EXERCISE PASSAGE>
"""
IRA Could Save Seniors $400 PY in Rx Drug Costs
The Department of Health and Human Services (HHS) released a new report projecting that nearly 19 million seniors may save about $400 per year on prescription drug costs when the $2,000 out-of-pocket prescription drug spending cap from the Inflation Reduction Act (IRA) goes into effect in 2025.
Whether the nation’s seniors actually see those savings, however, depends on several factors that may thwart the IRA’s intent, including industry pushback and efforts by managed care stakeholders to undermine the legislation.
The report analyzed the possible effects the IRA, which allows Medicare to negotiate prescription drug prices, as well as capping the cost of insulin at $35 per month, could have on seniors with Medicare insurance. According to the HHS report, the law’s changes to the Medicare Part D program may reduce out-of-pocket spending by nearly $400 for more than 18.7 million enrollees when the provisions are implemented in 2025. Among this population, nearly 1.9 million enrollees are projected to save at least $1,000 in 2025, the report noted. Once all the provisions modeled in this report go into effect in 2025, they could result in an estimated $7.4 billion total reduction in annual out-of-pocket spending.
"""
RECORDS PROVIDED>
"""
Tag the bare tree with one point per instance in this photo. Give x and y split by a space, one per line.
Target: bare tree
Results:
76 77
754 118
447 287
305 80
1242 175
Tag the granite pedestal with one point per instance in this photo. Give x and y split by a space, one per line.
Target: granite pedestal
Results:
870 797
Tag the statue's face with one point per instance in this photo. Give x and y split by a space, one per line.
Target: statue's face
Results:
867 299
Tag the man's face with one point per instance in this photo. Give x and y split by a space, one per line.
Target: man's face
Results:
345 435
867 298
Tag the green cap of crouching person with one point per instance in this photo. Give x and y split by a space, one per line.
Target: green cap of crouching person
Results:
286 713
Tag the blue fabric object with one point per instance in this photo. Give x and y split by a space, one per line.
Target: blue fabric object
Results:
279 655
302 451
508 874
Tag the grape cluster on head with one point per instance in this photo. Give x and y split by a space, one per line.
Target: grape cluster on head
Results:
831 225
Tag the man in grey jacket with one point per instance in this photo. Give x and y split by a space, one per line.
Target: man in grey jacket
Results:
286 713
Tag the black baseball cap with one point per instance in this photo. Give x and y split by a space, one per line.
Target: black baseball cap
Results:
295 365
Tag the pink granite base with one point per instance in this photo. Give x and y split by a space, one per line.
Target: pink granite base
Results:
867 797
"""
ASSIGNED TASK 1> According to the drug-cost passage, how many enrollees are projected to save at least $1,000 in 2025?
ASSIGNED TASK 2>
For each statement, say whether it agrees with the drug-cost passage, and quote the words that decide it.
(a) The $2,000 out-of-pocket spending cap takes effect in 2025.
(b) The IRA caps the cost of insulin at $35 per week.
(c) The modeled provisions could cut annual out-of-pocket spending by an estimated $7.4 billion in total.
ASSIGNED TASK 3> Reproduce the part of the drug-cost passage that begins at the words "Whether the nation’s" and stops after "undermine the legislation.".
The records are separate from the drug-cost passage and unrelated to it.

EXERCISE SOLUTION 1> Nearly 1.9 million enrollees.

EXERCISE SOLUTION 2>
(a) Yes: "the $2,000 out-of-pocket prescription drug spending cap from the Inflation Reduction Act (IRA) goes into effect in 2025"
(b) No: "capping the cost of insulin at $35 per month"
(c) Yes: "they could result in an estimated $7.4 billion total reduction in annual out-of-pocket spending"

EXERCISE SOLUTION 3>
Whether the nation’s seniors actually see those savings, however, depends on several factors that may thwart the IRA’s intent, including industry pushback and efforts by managed care stakeholders to undermine the legislation.